» TEXT
Notice: This website is an unofficial Microsoft Knowledge Base (hereinafter KB) archive and is intended to provide a reliable access to deleted content from Microsoft KB. All KB articles are owned by Microsoft Corporation. Read full disclaimer for more details.

Description of improvements in the statistical functions in Excel 2003 and in Excel 2004 for Mac


View products that this article applies to.

Summary

This article describes six categories of improvements to the statistical functions in Microsoft Office Excel 2003, points you (the reader) to more specific articles, and gives at least some assessment of the effect of using earlier versions of Microsoft Excel when functions have been improved for Excel 2003.

Microsoft Excel 2004 for Mac information

The statistical functions in Excel 2004 for Mac were updated by using the same algorithms that were used to update the statistical functions in Microsoft Office Excel 2003. Any information in this article that describes how a function works or how a function was modified for Excel 2003 also applies to Excel 2004 for Mac.

↑ Back to the top


More information

For Excel 2003, improvements have been made in the following six areas:
  1. LINEST and related functions.
  2. NORMSDIST and related functions.
  3. Functions that involve sums of squares (for example, VAR and STDEV).
  4. Continuous distribution inverse functions (for example, CHIINV, FINV, NORMSINV, and TINV).
  5. Functions for discrete distributions (for example, BINOMDIST and POISSON).
  6. Random number generator (RAND).
Separate sections cover each of these six areas. In areas three, four, and five, there is a common theme to improvements to each of several functions. In areas one through four, improvements to one function had useful effects on the performance of other functions that essentially call it.

Because improvements were made for Excel 2003, you may inevitably wonder about the risk of (and magnitude of) inaccuracies in statistical functions in the earlier versions of Excel. These issues will be discussed briefly in each of the six sections. The six areas are ranked in this author's perception of their importance. While most users do not have to be the least bit alarmed by performance in Microsoft Excel 2002 and earlier, problems with LINEST (area 1) are much more likely to surface than problems with BINOMDIST (area five) or RAND (area six).

There is one shortcoming in Excel 2002 and earlier that was identified and not fixed for Excel 2003. The prototypical application of the Analysis ToolPak's tool for t-Test: Paired Two Sample for Means is one where data includes measurements on the same set of subjects before and after a treatment (for example, weights before and after a diet program). This tool will not compute if there are unequal numbers of missing before and after observations; it will compute incorrect answers if there are missing observations and the number of missing before and after observations are equal. Unless you can guarantee that there are no missing observations, the TTEST function in Excel is preferred (because it handles missing observations correctly).

» GIVEN ENTRIES
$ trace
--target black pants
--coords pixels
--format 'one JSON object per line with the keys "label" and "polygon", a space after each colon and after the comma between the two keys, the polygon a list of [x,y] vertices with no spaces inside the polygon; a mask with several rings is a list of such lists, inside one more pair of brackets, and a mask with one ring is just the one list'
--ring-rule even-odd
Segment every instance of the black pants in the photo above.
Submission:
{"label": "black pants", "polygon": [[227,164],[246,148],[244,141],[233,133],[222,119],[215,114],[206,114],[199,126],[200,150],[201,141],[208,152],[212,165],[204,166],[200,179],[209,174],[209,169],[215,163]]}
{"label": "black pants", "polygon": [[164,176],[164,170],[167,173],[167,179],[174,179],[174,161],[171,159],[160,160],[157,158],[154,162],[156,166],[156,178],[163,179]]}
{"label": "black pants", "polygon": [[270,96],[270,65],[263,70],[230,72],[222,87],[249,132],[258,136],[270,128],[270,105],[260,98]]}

» EXERCISE SET
1. Copy the passage of the Excel statistical functions article that begins with the words containing "2. NORMSDIST and" and ends with "NORMSINV, and TINV).".
2. Write what comes next in the Excel statistical functions article, starting after its last sentence.

» EXERCISE RESULTS
1.
2. NORMSDIST and related functions.
  3. Functions that involve sums of squares (for example, VAR and STDEV).
  4. Continuous distribution inverse functions (for example, CHIINV, FINV, NORMSINV, and TINV).

2.
For more information, click the following article number to view the article in the Microsoft Knowledge Base:
829252 You may obtain incorrect results and misleading labels when you use the Analysis ToolPak t-Test in Excel 2003
Two primary references that point out numeric inaccuracies in Microsoft Excel 97 are papers by Knusel (see note 1) for areas two, four, and five and McCullough and Wilson (see note two) for areas one, three, and six. Improvements to the statistical functions in Excel in Microsoft Excel 2000 and Microsoft Excel 2002 were relatively minor.

LINEST and related functions

Two major improvements were made to LINEST code. The first replaced an inappropriate formula for total sum of squares in the case where the third argument of LINEST was set to FALSE indicating that you do not want LINEST to model an intercept (or constant). In practice, this option is selected in a small proportion of cases. When calling LINEST(known_y's, known_x's, FALSE, TRUE) to return an array with five rows that contain detailed information (f-statistic, r squared, regression and residual or error sums of squares), the inappropriate formula in earlier versions of Excel led to incorrect results in the last three rows of the output array. Regression coefficients and their standard errors were not affected. This incorrect formula can lead to negative r squared and negative regression sum of squares. This has been corrected. The article on LINEST suggests a workaround for Excel 2002 and earlier to generate correct values of the outputs in the last three rows of the output array. This was a serious error as results in these last three rows were always incorrect when LINEST was called with its third argument set to FALSE.

For more information, click the following article number to view the article in the Microsoft Knowledge Base:
828533 Description of the LINEST function in Excel 2003 and in Excel 2004 for Mac

Notes

  • Knusel, L. On the Accuracy of Statistical Distributions in Microsoft Excel 97, Computational Statistics and Data Analysis, 26, 375-377, 1998.
  • McCullough, B.D. & B. Wilson, On the accuracy of statistical procedures in Microsoft Excel 97, Computational Statistics and Data Analysis, 31, 27-37, 1999.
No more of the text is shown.